=== What the task asks ===
Can you write out, word for word, the rows from the line containing "out the thumb" through the line containing "[(201, 74)]", with both of those lines included?

— BEGIN Recorded data —

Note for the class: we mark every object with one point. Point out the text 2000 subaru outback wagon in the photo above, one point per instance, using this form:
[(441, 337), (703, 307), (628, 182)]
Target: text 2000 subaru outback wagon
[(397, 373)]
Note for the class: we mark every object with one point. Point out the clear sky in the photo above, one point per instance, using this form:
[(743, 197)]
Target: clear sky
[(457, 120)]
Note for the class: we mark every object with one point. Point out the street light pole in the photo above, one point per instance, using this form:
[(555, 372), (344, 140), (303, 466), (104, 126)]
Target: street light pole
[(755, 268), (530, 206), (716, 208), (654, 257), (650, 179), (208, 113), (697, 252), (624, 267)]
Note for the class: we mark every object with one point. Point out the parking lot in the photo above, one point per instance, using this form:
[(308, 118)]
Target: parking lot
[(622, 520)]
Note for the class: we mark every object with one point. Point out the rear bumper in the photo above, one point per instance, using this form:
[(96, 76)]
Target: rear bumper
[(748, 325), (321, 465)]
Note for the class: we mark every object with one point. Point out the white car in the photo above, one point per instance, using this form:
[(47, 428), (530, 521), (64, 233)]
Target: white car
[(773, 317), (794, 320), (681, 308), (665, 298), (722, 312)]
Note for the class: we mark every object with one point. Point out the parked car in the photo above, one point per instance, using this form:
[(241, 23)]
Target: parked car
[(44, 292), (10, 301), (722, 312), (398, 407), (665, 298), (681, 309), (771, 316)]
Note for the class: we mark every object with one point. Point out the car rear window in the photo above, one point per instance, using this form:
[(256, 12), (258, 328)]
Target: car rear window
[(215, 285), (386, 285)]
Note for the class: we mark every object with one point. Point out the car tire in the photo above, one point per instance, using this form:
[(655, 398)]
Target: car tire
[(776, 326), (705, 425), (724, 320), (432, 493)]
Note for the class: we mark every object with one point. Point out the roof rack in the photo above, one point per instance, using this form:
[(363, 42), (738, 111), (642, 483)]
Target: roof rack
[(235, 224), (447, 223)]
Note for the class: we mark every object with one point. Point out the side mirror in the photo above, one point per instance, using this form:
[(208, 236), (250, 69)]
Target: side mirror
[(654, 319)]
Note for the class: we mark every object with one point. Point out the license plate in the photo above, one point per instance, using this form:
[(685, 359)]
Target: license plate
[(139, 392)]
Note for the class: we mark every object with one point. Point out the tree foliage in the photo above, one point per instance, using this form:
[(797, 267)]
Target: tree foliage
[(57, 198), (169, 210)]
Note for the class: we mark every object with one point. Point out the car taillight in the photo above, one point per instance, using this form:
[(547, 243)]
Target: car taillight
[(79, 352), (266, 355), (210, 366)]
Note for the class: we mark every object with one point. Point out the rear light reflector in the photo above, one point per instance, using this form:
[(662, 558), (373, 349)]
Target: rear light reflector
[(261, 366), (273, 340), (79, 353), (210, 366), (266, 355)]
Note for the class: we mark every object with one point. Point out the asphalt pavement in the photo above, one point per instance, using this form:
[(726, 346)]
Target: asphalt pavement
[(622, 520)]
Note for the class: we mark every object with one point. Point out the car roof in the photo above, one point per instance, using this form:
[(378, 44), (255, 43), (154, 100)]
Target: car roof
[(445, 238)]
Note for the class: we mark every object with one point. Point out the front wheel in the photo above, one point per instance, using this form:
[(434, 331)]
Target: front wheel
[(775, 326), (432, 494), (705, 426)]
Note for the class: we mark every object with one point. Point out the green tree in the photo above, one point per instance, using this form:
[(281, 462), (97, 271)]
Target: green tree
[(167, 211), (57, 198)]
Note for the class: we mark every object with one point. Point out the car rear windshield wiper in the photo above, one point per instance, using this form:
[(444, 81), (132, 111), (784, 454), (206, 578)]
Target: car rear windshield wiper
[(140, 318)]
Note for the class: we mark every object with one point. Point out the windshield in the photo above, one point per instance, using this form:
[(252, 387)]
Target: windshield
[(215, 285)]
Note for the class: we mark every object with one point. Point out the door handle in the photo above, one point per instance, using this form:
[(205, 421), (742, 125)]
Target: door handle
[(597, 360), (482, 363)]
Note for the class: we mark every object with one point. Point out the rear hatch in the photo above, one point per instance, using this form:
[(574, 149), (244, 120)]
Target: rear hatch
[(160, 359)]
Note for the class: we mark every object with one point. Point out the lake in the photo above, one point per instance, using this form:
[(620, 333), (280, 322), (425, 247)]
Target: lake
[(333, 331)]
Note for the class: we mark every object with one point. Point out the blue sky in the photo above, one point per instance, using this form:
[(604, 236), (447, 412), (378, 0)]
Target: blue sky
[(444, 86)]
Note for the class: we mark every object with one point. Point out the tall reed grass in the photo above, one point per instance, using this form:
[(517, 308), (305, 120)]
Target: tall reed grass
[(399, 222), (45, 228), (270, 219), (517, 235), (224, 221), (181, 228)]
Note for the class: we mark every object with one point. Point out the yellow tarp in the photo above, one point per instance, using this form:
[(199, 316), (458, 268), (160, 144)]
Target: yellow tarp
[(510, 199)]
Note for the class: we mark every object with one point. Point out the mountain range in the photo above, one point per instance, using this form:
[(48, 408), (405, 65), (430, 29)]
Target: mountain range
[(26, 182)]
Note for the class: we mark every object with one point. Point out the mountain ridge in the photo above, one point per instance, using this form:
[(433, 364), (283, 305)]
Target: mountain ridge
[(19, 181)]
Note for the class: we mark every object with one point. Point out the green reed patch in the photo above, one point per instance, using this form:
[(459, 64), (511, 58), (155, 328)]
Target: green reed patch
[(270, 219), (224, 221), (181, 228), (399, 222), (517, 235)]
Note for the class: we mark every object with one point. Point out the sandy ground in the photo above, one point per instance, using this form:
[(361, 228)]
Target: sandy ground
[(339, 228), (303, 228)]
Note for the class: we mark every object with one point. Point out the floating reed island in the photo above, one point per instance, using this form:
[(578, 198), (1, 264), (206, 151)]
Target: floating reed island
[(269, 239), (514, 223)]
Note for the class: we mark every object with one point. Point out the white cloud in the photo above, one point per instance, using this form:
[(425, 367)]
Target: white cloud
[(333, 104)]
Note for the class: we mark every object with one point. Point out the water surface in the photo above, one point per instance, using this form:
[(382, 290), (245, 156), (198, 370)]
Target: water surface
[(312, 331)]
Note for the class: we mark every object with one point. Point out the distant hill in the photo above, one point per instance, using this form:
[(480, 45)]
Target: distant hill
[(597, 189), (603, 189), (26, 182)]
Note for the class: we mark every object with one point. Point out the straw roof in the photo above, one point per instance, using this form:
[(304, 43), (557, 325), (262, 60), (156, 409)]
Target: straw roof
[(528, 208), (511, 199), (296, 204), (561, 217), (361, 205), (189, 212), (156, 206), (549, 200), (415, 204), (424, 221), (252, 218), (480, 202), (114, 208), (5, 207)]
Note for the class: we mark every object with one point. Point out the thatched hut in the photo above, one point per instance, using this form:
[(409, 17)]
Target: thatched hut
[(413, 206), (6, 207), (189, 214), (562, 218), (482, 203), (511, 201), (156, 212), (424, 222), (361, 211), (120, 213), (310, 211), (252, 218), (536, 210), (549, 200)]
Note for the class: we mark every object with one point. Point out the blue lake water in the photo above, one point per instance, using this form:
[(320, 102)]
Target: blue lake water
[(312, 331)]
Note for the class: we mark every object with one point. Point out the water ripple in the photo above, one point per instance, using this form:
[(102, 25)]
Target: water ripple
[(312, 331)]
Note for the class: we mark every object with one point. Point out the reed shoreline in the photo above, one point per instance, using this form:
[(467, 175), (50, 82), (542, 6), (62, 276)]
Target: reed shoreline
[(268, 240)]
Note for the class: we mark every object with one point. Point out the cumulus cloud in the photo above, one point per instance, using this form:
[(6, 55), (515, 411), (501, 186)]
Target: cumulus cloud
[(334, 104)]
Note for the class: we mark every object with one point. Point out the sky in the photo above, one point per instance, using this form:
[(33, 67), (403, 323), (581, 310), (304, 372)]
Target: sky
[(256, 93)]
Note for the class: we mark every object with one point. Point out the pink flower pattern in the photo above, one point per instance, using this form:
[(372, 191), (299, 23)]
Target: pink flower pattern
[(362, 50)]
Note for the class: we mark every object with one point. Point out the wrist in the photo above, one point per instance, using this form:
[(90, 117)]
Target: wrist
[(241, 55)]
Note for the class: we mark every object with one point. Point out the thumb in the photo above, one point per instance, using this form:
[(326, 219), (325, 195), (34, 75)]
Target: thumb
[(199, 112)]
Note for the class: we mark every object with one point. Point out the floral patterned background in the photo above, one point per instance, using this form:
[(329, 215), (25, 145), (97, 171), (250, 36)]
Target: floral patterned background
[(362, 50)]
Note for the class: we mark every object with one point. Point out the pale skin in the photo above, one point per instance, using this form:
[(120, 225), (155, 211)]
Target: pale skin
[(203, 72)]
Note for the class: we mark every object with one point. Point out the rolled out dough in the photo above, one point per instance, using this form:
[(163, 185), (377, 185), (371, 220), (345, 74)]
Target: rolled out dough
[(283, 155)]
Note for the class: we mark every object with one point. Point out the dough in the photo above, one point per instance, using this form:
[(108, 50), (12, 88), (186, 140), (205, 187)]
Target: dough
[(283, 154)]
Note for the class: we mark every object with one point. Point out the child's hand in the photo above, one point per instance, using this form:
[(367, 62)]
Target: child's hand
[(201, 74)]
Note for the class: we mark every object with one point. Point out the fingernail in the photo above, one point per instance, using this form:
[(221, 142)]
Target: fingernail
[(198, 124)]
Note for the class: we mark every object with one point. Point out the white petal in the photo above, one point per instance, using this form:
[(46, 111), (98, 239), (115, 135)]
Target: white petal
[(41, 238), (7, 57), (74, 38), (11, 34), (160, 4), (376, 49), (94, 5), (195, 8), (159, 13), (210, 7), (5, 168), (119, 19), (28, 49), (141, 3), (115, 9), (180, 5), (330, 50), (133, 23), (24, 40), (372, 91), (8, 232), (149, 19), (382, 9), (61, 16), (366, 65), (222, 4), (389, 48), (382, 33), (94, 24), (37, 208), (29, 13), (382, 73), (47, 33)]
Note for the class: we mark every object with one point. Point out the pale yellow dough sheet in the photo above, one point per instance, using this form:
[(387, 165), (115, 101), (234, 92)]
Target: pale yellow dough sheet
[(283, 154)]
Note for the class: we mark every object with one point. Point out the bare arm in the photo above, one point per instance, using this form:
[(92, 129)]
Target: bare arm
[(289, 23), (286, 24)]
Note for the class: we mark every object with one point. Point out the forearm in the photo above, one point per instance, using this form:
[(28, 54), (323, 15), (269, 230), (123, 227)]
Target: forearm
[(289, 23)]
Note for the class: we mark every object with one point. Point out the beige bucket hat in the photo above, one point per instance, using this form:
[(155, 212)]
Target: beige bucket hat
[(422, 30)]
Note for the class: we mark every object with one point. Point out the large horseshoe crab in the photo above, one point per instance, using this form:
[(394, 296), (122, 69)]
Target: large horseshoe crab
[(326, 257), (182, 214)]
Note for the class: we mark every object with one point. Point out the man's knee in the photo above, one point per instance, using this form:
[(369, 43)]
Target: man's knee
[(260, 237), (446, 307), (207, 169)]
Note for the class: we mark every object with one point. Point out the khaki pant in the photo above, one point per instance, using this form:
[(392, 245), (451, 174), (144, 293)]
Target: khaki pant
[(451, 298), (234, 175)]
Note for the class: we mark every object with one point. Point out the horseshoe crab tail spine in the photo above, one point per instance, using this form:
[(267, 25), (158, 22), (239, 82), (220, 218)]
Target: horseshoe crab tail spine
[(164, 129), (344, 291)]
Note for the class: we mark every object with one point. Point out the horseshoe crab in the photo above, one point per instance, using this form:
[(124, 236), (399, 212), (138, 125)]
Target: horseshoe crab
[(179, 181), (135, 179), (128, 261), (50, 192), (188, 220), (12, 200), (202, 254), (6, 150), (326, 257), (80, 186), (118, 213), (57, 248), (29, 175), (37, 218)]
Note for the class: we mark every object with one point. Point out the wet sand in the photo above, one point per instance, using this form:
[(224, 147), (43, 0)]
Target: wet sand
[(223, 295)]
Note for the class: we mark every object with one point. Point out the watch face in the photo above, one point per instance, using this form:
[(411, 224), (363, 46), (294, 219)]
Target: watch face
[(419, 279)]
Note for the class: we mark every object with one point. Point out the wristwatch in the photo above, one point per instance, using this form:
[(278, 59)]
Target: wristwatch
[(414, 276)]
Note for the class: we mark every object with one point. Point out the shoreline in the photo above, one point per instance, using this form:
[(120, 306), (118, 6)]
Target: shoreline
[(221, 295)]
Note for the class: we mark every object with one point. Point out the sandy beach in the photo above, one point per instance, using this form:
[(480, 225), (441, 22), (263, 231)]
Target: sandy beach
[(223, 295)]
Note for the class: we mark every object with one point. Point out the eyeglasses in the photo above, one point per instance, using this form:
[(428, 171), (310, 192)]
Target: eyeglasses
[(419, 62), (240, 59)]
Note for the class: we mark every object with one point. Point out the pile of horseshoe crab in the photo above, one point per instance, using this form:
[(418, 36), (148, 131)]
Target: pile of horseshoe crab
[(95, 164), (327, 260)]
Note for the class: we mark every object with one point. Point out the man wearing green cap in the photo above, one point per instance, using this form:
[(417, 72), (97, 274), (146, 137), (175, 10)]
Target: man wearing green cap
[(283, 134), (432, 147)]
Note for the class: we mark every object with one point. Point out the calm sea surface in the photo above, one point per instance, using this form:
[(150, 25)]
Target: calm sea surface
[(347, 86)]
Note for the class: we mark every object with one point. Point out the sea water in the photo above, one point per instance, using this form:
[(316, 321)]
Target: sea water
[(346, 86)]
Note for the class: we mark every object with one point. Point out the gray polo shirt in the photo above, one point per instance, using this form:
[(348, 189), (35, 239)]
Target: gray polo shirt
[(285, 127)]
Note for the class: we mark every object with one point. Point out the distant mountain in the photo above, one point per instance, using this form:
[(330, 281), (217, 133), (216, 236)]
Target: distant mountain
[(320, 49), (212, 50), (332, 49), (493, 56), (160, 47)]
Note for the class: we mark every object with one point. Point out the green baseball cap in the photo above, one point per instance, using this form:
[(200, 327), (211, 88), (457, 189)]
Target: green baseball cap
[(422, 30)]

— END Recorded data —

=== Written response ===
Note for the class: we mark every object with one point. Point out the thumb in the photo above, one point per instance, using this form:
[(326, 219), (325, 195), (34, 75)]
Target: thumb
[(199, 112)]
Note for the class: we mark every object with one point. Point out the floral patterned background in the photo above, one point per instance, using this form:
[(329, 215), (25, 145), (97, 171), (250, 36)]
Target: floral patterned background
[(362, 50)]
Note for the class: we mark every object with one point. Point out the pale skin in the photo above, one point per instance, using this form:
[(120, 225), (155, 211)]
Target: pale skin
[(203, 72)]
Note for the class: we mark every object with one point. Point out the rolled out dough in the photo above, one point per instance, using this form:
[(163, 185), (377, 185), (371, 220), (345, 74)]
Target: rolled out dough
[(283, 155)]
Note for the class: we mark every object with one point. Point out the dough in the photo above, one point per instance, using this form:
[(108, 50), (12, 88), (186, 140), (205, 187)]
Target: dough
[(283, 154)]
Note for the class: we mark every object with one point. Point out the child's hand in the photo above, one point per instance, using this form:
[(367, 62)]
Target: child's hand
[(201, 74)]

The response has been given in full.